• [Task details]: The answer should contain every entry below, copied exactly.

+ + + + +

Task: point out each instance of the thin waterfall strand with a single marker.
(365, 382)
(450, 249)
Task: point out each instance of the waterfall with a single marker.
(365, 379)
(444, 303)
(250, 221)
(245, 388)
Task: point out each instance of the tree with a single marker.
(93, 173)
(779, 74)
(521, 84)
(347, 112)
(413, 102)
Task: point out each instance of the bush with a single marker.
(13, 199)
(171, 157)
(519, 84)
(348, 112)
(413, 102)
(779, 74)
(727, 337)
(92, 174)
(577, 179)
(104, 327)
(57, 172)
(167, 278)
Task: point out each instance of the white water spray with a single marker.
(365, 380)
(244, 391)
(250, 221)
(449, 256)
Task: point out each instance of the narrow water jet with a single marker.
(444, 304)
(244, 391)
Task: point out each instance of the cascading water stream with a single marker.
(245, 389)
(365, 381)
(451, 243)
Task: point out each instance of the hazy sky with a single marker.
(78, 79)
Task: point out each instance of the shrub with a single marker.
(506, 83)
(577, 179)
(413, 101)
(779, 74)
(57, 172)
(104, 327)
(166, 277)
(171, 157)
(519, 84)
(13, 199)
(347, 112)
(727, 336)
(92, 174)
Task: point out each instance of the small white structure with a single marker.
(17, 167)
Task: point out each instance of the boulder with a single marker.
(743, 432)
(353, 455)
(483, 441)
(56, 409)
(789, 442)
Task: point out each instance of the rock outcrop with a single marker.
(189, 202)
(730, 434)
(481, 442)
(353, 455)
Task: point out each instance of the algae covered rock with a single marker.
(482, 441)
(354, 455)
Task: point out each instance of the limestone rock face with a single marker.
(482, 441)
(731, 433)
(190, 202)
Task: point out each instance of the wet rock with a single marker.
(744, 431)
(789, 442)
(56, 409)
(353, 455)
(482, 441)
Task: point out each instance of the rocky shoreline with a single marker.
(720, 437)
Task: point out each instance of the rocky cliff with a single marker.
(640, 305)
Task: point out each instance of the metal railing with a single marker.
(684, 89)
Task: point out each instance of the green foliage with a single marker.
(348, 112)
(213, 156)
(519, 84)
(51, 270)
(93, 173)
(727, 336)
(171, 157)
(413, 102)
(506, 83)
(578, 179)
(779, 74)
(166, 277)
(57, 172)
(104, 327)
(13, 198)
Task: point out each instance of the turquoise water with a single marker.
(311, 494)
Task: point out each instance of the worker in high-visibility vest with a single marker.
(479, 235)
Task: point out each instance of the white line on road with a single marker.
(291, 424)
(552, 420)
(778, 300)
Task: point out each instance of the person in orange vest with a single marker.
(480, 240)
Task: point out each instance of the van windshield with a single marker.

+ + + + +

• [Solution for this problem]:
Task: point out each instance of the thin waterfall strand with a single marker.
(365, 382)
(450, 249)
Task: point out each instance of the waterfall with a single marker.
(365, 379)
(444, 303)
(250, 221)
(245, 388)
Task: point out each instance of the tree with a single marker.
(93, 173)
(779, 74)
(521, 84)
(347, 112)
(413, 102)
Task: point out each instance of the bush with a single marker.
(13, 199)
(171, 157)
(519, 84)
(348, 112)
(413, 102)
(779, 74)
(727, 337)
(92, 174)
(577, 179)
(104, 327)
(57, 172)
(167, 278)
Task: point out each instance of the white water spray with a single marker.
(365, 380)
(244, 391)
(250, 221)
(449, 256)
Task: point out each instance of the narrow water jet with a single marker.
(444, 304)
(244, 391)
Task: point out each instance of the cascading water stream with a single marker.
(245, 389)
(365, 381)
(451, 243)
Task: point out each instance of the hazy sky with a single marker.
(78, 79)
Task: point out each instance of the shrub with a single marker.
(506, 83)
(577, 179)
(413, 101)
(779, 74)
(57, 172)
(104, 327)
(166, 277)
(171, 157)
(519, 84)
(13, 199)
(347, 112)
(727, 336)
(92, 174)
Task: point out each instance of the small white structure with a single marker.
(17, 167)
Task: point out each instance of the boulder with a single marker.
(743, 432)
(353, 455)
(483, 441)
(56, 409)
(789, 442)
Task: point out each instance of the rock outcrop with a single marker.
(189, 202)
(730, 434)
(481, 442)
(353, 455)
Task: point out each instance of the algae covered rock with a single marker.
(482, 441)
(354, 455)
Task: point out each instance of the limestone rock face with a single marker.
(482, 441)
(731, 433)
(190, 202)
Task: point out each instance of the wet rock with a single marker.
(744, 431)
(789, 442)
(56, 409)
(353, 455)
(482, 441)
Task: point out each instance of the rocky shoreline with a single marker.
(720, 437)
Task: point out each instance of the rocky cliff with a single marker.
(640, 305)
Task: point out each instance of the metal railing with a single marker.
(684, 89)
Task: point out each instance of the green foliage with a single marker.
(348, 112)
(213, 156)
(519, 84)
(51, 270)
(93, 173)
(727, 336)
(171, 157)
(413, 102)
(506, 83)
(578, 179)
(779, 74)
(166, 277)
(57, 172)
(104, 327)
(13, 198)
Task: point out each instance of the turquoise water with a single marker.
(311, 494)
Task: point out each instance of the worker in high-visibility vest with a single marker.
(479, 235)
Task: point out each instance of the white line on road with a single marker.
(291, 424)
(552, 420)
(778, 300)
Task: point out each instance of the person in orange vest with a single marker.
(480, 240)
Task: point out each instance of the van windshield with a single marker.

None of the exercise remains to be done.